→ Excerpt to read:
■ ■ ■ ■ ■ ■ ■
Careful review of the operational experience of practitioners in northeast Syria may reap valuable insights.
Emerging Lessons and Next Steps
The future of Western counterterrorism efforts in Afghanistan could benefit from structured research that collects, collates and presents the experiences of military officers, civilian stabilisation officials and humanitarians as they returned to a potentially toxic partnership on northeast Syria in late 2019. Some institutions have conducted investigations into this period, but these are largely non-public, and in any event highly sector-specific. An interview-based compendium and assessment – one rooted in an examination of perceptions of abandonment, and how that was overcome – could be adapted both to an Afghanistan-specific context as well as a broader, more global perspective. Such a multi-sector study would prove immediately useful for foreign troops, development practitioners and aid workers in Afghanistan, regardless of the different circumstances in each context.
A multi-sector study would prove immediately useful for foreign troops, development practitioners and aid workers in Afghanistan, regardless of the different circumstances in each context.
The U.S. mission in northeast Syria should also be instructive for future Western military efforts intended to focus exclusively on counterterrorism, especially in multiparty conflicts. Even lighter-footprint missions with narrower scope can be complicated by principle-agent problems, conflicting interests of neighbouring actors, and broader regional U.S. national security concerns.
Importantly, and somewhat counterintuitively, the U.S. and Western partners may retain a great deal of constructive leverage with the Afghan government and security forces even after a hypothetical troop withdrawal. Though the relationship will be tested and potentially damaged, a major shift in the dynamic between international counterterrorism partners and Afghan forces will also spur a rapid re-evaluation of options. A great deal of adaptation and reform could finally prove feasible (perhaps including reform along the lines as Jonathan Schroden proposed in the second post of this series), at least as long as assistance continues at a scale that Kabul deems instrumental.
This final point about securing continued cooperation of local partner forces is critical, but will come with complications of its own. As long as the Taliban insurgency continues, there may be no greater issue for future CT efforts in Afghanistan than their entanglement with the fight against it.
■ ■ ■ ■ ■ ■ ■
→ Record extracts:
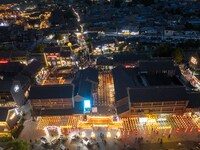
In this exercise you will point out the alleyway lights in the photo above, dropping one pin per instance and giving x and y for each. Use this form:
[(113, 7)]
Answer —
[(83, 134), (108, 134), (92, 134)]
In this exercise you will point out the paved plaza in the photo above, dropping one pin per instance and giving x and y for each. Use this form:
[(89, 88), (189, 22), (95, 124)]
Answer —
[(141, 139)]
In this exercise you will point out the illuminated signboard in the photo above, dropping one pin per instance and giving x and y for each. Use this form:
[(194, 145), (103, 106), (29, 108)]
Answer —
[(52, 56), (193, 60), (87, 106), (3, 61)]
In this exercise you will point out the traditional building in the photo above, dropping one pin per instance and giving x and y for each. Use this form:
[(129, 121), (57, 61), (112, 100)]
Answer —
[(151, 87), (8, 119)]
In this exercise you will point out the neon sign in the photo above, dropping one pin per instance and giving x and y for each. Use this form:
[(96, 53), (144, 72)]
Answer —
[(3, 61), (87, 106), (193, 60), (52, 56)]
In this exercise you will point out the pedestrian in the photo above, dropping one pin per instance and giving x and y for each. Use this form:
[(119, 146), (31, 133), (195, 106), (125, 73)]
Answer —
[(161, 141), (124, 145)]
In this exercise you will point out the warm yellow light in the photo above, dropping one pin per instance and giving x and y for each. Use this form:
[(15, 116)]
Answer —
[(92, 134), (118, 134), (193, 60), (108, 134), (83, 134), (12, 116)]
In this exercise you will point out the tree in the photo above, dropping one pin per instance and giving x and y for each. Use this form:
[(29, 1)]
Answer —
[(42, 17), (178, 55), (164, 50), (17, 145)]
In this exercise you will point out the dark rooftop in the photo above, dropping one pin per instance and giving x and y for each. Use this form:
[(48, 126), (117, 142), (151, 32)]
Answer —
[(3, 114), (194, 100), (52, 49), (32, 68), (51, 91), (155, 94), (53, 112)]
■ ■ ■ ■ ■ ■ ■
Extract the full text on lessons from northeast Syria word for word, from its first sentence to its last. The data plays no part in what comes next.

Careful review of the operational experience of practitioners in northeast Syria may reap valuable insights.
Emerging Lessons and Next Steps
The future of Western counterterrorism efforts in Afghanistan could benefit from structured research that collects, collates and presents the experiences of military officers, civilian stabilisation officials and humanitarians as they returned to a potentially toxic partnership on northeast Syria in late 2019. Some institutions have conducted investigations into this period, but these are largely non-public, and in any event highly sector-specific. An interview-based compendium and assessment – one rooted in an examination of perceptions of abandonment, and how that was overcome – could be adapted both to an Afghanistan-specific context as well as a broader, more global perspective. Such a multi-sector study would prove immediately useful for foreign troops, development practitioners and aid workers in Afghanistan, regardless of the different circumstances in each context.
A multi-sector study would prove immediately useful for foreign troops, development practitioners and aid workers in Afghanistan, regardless of the different circumstances in each context.
The U.S. mission in northeast Syria should also be instructive for future Western military efforts intended to focus exclusively on counterterrorism, especially in multiparty conflicts. Even lighter-footprint missions with narrower scope can be complicated by principle-agent problems, conflicting interests of neighbouring actors, and broader regional U.S. national security concerns.
Importantly, and somewhat counterintuitively, the U.S. and Western partners may retain a great deal of constructive leverage with the Afghan government and security forces even after a hypothetical troop withdrawal. Though the relationship will be tested and potentially damaged, a major shift in the dynamic between international counterterrorism partners and Afghan forces will also spur a rapid re-evaluation of options. A great deal of adaptation and reform could finally prove feasible (perhaps including reform along the lines as Jonathan Schroden proposed in the second post of this series), at least as long as assistance continues at a scale that Kabul deems instrumental.
This final point about securing continued cooperation of local partner forces is critical, but will come with complications of its own. As long as the Taliban insurgency continues, there may be no greater issue for future CT efforts in Afghanistan than their entanglement with the fight against it.